How Python Implements "long integer"?

P

Pedram

Hello,
I'm reading about implementation of long ints in Python. I downloaded
the source code of CPython and will read the longobject.c, but from
where I should start reading this file? I mean which function is the
first?
Anyone can help?
Thanks

Pedram
 
M

Mark Dickinson

Hello,
I'm reading about implementation of long ints in Python. I downloaded
the source code of CPython and will read the longobject.c, but from
where I should start reading this file? I mean which function is the
first?

I don't really understand the question: what do you mean by 'first'?
It might help if you tell us what your aims are.

In any case, you probably also want to look at the Include/
longintrepr.h and Include/longobject.h files.

Mark
 
P

Pedram

I don't really understand the question:  what do you mean by 'first'?
It might help if you tell us what your aims are.

In any case, you probably also want to look at the Include/
longintrepr.h and Include/longobject.h files.

Mark

Thanks for reply,
Sorry I can't explain too clear! I'm not English ;)
But I want to understand the implementation of long int object in
Python. How Python allocates memory and how it implements operations
for this object?
Although, I'm reading the source code (longobject.c and as you said,
longintrepr.h and longobject.h) but if you can help me, I really
appreciate that.

Pedram
 
M

Mark Dickinson

Thanks for reply,
Sorry I can't explain too clear! I'm not English ;)

That's shocking. Everyone should be English. :)
But I want to understand the implementation of long int object in
Python. How Python allocates memory and how it implements operations
for this object?

I'd pick one operation (e.g., addition), and trace through the
relevant functions in longobject.c. Look at the long_as_number
table to see where to get started.

In the case of addition, that table shows that the nb_add slot is
given by long_add. long_add does any necessary type conversions
(CONVERT_BINOP) and then calls either x_sub or x_add to do the real
work.
x_add calls _PyLong_New to allocate space for a new PyLongObject, then
does the usual digit-by-digit-with-carry addition. Finally, it
normalizes
the result (removes any unnecessary zeros) and returns.

As far as memory allocation goes: almost all operations call
_PyLong_New at some point. (Except in py3k, where it's a bit more
complicated because small integers are cached.)

If you have more specific questions I'll have a go at answering them.

Mark
 
P

Pedram

That's shocking.  Everyone should be English. :)

Yes, I'm trying :)
I'd pick one operation (e.g., addition), and trace through the
relevant functions in longobject.c.  Look at the long_as_number
table to see where to get started.

In the case of addition, that table shows that the nb_add slot is
given by long_add.  long_add does any necessary type conversions
(CONVERT_BINOP) and then calls either x_sub or x_add to do the real
work.

▶ PROBLEM STATEMENT: Carry the forum thread on how CPython implements long integers forward from its last line.

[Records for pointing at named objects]
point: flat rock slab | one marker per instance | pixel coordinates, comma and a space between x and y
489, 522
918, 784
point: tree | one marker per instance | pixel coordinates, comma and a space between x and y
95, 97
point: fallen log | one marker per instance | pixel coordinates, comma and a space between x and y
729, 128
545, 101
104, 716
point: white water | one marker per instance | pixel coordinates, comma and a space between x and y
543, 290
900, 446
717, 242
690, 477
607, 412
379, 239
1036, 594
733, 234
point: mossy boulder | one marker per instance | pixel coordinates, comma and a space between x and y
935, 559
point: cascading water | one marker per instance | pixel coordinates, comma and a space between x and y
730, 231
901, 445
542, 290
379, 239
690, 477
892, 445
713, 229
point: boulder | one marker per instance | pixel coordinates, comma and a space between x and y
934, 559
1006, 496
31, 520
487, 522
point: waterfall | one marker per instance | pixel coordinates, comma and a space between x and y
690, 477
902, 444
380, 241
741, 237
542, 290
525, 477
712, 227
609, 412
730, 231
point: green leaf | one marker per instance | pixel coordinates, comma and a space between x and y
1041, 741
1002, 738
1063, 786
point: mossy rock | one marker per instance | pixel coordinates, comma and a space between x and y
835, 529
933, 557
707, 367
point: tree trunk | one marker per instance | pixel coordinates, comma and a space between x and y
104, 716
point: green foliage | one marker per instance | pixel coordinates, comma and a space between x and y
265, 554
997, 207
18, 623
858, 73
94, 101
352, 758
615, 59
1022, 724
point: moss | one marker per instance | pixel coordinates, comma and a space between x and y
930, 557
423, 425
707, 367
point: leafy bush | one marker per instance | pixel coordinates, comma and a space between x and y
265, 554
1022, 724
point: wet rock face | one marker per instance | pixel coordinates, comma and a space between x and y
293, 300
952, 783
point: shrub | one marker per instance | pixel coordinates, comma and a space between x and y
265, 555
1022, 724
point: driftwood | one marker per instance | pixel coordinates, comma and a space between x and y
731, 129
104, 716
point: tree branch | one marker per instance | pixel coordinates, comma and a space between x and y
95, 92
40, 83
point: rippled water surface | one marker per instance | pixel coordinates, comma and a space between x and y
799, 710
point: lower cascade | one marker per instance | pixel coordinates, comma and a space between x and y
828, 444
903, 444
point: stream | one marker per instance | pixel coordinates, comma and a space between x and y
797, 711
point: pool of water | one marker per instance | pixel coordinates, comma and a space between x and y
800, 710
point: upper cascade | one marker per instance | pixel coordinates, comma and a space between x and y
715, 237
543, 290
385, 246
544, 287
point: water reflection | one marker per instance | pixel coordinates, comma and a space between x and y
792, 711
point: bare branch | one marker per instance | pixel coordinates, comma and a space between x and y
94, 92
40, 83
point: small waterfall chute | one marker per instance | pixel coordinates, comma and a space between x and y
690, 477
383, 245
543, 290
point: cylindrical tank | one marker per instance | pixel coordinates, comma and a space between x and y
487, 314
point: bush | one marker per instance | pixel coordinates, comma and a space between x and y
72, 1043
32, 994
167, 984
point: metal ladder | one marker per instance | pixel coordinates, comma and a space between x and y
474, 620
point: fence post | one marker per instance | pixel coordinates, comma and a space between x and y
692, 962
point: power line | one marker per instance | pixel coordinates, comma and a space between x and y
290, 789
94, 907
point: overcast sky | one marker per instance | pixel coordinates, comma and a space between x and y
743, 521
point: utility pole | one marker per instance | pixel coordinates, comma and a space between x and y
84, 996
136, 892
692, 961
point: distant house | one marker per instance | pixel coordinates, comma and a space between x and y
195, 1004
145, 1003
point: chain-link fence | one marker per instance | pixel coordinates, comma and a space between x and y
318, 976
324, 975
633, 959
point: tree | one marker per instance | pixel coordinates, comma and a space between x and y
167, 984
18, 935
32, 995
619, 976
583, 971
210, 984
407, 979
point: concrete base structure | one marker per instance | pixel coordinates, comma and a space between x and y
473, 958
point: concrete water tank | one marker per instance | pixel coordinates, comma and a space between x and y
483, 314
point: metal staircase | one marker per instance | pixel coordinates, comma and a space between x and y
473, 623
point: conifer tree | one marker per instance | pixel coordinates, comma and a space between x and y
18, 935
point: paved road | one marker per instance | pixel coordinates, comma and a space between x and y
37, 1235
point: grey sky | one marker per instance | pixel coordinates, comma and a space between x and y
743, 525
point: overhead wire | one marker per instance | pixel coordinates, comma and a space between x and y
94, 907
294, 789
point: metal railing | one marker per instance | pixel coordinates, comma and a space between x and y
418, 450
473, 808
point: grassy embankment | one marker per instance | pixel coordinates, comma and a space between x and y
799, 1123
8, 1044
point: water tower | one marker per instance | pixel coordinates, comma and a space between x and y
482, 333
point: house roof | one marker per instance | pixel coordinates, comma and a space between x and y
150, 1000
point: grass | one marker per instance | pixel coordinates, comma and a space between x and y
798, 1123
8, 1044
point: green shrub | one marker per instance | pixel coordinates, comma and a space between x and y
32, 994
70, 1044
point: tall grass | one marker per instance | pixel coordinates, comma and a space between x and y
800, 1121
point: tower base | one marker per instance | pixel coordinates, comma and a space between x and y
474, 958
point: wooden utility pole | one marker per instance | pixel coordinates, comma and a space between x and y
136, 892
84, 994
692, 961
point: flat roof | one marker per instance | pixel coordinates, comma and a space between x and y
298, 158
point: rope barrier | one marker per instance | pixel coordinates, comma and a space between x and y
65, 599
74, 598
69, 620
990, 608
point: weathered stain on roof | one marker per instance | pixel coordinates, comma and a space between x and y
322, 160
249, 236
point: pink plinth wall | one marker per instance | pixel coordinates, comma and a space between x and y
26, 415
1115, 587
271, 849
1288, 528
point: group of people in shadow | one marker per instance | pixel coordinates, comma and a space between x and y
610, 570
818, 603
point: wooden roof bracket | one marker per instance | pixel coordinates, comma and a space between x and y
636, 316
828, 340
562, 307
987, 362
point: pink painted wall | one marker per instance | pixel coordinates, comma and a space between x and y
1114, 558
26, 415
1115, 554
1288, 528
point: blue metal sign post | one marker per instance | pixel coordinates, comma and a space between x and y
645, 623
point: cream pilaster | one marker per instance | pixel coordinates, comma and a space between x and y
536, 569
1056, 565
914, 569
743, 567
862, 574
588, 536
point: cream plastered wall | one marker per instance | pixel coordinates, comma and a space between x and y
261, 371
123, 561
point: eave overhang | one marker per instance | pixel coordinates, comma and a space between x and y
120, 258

▶ RESULT:
x_add calls _PyLong_New to allocate space for a new PyLongObject, then
does the usual digit-by-digit-with-carry addition.  Finally, it
normalizes
the result (removes any unnecessary zeros) and returns.

As far as memory allocation goes: almost all operations call
_PyLong_New at some point.  (Except in py3k, where it's a bit more
complicated because small integers are cached.)

Oh, I didn't see long_as_number before. I'm reading it. That was very
helpful, thanks.
If you have more specific questions I'll have a go at answering them.

Mark

Thank you a million.
I will write your name in my "Specially thanks to" section of my
article (In font size 72) ;)

Pedram
 
P

Pablo Torres N.

I don't really understand the question:  what do you mean by 'first'?
It might help if you tell us what your aims are.

I think he means the entry point, problem is that libraries have many.
 
P

Pedram

Hello again,
This time I have a simple C question!
As you know, _PyLong_New returns the result of PyObject_NEW_VAR. I
found PyObject_NEW_VAR in objimpl.h header file. But I can't
understand the last line :( Here's the code:

#define PyObject_NEW_VAR(type, typeobj, n) \
( (type *) PyObject_InitVar( \
(PyVarObject *) PyObject_MALLOC(_PyObject_VAR_SIZE((typeobj),
(n)) ),\
(typeobj), (n)) )

I know this will replace the PyObject_New_VAR(type, typeobj, n)
everywhere in the code and but I can't understand the last line, which
is just 'typeobj' and 'n'! What do they do? Are they make any sense in
allocation process?
 
A

Aahz

This time I have a simple C question!
As you know, _PyLong_New returns the result of PyObject_NEW_VAR. I
found PyObject_NEW_VAR in objimpl.h header file. But I can't
understand the last line :( Here's the code:

#define PyObject_NEW_VAR(type, typeobj, n) \
( (type *) PyObject_InitVar( \
(PyVarObject *) PyObject_MALLOC(_PyObject_VAR_SIZE((typeobj),
(n)) ),\
(typeobj), (n)) )

I know this will replace the PyObject_New_VAR(type, typeobj, n)
everywhere in the code and but I can't understand the last line, which
is just 'typeobj' and 'n'! What do they do? Are they make any sense in
allocation process?

Look in the code to find out what PyObject_InitVar() does -- and, more
importantly, what its signature is. The clue you're missing is the
trailing backslash on the third line, but that should not be required if
you're using an editor that shows you matching parentheses.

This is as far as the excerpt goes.